Records for this exercise -
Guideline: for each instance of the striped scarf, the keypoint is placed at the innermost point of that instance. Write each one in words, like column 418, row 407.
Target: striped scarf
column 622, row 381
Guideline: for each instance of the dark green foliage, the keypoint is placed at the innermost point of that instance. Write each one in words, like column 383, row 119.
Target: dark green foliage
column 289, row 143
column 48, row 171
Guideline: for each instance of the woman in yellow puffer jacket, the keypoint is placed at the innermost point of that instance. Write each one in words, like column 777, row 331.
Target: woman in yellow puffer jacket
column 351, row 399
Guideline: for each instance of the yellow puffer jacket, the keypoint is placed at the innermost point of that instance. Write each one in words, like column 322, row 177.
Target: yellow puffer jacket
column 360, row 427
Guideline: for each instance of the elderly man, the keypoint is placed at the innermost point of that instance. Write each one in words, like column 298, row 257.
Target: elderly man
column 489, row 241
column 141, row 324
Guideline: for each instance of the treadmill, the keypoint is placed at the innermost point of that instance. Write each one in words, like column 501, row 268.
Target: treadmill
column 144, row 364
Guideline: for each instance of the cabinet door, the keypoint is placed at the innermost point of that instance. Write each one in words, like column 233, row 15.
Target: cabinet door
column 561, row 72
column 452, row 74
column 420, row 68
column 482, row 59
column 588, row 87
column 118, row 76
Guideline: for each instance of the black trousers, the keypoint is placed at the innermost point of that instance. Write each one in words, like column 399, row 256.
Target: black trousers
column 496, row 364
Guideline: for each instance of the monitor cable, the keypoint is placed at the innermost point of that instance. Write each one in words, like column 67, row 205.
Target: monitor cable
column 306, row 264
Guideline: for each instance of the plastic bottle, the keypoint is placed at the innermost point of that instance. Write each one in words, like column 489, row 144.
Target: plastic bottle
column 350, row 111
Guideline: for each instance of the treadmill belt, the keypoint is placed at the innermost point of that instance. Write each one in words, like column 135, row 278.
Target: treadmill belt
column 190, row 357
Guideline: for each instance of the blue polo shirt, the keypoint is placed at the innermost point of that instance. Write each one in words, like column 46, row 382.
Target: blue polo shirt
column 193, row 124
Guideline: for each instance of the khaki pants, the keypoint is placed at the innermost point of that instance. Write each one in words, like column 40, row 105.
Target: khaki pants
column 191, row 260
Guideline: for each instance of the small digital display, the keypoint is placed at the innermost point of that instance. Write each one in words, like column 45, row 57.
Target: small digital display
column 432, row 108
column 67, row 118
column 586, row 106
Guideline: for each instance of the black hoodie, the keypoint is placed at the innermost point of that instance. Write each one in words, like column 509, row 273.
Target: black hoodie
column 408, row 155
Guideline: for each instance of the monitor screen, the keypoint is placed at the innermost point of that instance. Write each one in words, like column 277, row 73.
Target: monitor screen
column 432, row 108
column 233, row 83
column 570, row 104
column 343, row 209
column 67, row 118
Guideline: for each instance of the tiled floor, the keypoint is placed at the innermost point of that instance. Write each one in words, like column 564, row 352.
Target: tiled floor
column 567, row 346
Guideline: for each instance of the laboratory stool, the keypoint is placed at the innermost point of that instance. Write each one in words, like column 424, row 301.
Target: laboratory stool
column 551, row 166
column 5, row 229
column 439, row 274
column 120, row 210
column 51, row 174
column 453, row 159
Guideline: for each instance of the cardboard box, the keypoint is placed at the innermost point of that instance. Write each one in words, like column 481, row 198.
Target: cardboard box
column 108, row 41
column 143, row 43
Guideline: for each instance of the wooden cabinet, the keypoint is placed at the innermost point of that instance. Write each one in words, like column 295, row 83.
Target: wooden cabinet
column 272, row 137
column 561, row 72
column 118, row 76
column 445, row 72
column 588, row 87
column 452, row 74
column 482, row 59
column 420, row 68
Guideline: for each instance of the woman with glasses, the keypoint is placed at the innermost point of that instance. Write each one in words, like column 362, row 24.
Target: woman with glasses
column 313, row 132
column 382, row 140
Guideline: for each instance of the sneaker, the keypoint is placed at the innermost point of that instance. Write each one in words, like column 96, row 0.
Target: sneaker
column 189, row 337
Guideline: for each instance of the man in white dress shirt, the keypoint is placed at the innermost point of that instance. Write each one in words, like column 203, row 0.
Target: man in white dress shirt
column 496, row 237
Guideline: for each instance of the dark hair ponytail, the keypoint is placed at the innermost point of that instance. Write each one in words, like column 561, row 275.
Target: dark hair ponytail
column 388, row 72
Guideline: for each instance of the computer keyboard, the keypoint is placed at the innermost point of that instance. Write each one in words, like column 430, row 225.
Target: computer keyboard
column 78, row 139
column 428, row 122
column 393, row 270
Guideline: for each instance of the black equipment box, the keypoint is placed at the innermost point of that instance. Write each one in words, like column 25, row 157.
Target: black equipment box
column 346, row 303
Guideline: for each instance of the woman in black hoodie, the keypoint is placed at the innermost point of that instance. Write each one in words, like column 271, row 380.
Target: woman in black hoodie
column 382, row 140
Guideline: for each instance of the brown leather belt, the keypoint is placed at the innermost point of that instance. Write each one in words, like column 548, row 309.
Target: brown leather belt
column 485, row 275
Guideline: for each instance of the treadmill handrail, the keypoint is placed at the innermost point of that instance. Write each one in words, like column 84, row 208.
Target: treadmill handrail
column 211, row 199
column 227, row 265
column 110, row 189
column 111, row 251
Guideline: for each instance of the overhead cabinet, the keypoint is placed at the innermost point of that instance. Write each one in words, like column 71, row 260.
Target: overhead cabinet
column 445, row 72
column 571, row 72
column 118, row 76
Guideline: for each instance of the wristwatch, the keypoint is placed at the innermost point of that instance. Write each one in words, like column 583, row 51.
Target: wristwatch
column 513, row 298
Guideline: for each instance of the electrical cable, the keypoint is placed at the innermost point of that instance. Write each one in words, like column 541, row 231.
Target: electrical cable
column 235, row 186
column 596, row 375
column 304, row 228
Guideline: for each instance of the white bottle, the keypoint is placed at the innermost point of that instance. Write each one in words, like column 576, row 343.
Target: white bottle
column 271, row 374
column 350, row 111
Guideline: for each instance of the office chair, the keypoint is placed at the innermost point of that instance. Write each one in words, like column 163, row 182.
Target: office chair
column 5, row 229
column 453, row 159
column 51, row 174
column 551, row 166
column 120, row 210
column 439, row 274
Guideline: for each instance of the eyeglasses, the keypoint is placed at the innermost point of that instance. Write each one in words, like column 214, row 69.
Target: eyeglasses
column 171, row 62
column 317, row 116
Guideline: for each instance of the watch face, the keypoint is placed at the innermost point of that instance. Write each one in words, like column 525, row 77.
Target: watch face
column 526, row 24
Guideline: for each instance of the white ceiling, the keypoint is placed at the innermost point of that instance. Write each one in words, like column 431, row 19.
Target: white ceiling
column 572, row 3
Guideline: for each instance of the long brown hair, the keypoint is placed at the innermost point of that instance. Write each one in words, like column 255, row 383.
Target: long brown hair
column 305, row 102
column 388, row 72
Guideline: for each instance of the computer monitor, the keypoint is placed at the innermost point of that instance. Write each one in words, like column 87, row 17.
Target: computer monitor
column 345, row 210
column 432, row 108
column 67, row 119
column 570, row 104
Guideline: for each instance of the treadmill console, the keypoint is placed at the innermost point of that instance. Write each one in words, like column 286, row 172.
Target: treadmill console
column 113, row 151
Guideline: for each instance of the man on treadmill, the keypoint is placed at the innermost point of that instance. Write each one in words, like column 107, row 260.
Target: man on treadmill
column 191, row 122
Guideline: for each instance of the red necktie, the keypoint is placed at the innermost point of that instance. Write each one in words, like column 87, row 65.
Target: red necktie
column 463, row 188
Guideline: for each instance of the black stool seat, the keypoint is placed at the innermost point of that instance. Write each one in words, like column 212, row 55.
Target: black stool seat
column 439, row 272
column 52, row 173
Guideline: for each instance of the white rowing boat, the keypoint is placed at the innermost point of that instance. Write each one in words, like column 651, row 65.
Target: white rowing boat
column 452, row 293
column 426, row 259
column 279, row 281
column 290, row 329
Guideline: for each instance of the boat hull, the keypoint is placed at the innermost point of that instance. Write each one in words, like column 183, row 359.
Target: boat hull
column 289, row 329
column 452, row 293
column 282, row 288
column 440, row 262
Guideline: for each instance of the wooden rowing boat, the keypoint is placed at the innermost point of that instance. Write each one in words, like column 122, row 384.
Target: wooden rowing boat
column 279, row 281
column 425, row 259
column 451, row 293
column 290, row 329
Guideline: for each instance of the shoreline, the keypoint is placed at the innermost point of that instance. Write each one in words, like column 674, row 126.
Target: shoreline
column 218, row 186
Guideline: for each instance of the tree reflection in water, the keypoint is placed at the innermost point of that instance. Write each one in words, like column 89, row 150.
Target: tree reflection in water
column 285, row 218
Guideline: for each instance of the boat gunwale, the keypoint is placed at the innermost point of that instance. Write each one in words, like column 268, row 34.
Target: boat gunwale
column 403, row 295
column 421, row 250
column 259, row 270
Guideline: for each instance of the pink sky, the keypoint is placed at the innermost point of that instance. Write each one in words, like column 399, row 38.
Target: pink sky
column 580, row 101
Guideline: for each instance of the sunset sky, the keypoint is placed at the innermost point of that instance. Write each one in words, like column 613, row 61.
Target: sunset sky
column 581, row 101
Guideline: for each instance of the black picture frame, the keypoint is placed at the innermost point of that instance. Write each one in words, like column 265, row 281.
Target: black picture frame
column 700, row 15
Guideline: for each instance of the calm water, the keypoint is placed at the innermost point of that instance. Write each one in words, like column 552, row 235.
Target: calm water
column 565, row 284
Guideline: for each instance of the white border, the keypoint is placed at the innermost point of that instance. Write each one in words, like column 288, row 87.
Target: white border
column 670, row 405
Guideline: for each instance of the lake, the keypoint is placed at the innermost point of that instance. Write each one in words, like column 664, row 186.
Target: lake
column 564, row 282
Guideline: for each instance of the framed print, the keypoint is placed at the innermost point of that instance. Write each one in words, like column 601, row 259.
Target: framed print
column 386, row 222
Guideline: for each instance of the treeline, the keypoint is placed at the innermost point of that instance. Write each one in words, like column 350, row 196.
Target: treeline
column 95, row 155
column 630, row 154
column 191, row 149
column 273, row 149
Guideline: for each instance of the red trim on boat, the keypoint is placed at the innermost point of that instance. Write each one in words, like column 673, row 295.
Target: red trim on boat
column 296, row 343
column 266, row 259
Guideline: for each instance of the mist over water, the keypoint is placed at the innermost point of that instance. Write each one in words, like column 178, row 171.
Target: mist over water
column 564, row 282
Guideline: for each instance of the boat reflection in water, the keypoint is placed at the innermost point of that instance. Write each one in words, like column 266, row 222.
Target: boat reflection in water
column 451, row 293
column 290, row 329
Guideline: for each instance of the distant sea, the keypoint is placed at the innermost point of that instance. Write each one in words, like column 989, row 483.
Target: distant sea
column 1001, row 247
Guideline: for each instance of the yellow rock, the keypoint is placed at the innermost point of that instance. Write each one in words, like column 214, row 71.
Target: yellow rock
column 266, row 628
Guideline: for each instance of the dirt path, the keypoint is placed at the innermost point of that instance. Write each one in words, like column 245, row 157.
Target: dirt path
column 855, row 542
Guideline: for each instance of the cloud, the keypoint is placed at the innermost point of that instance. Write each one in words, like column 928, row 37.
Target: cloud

Problem statement -
Which lines in the listing hold the word "cloud"? Copy them out.

Final answer -
Guideline: for each instance of the cloud, the keypoint is placed at the innermost point of that instance. Write each one in words, like column 928, row 37.
Target: cloud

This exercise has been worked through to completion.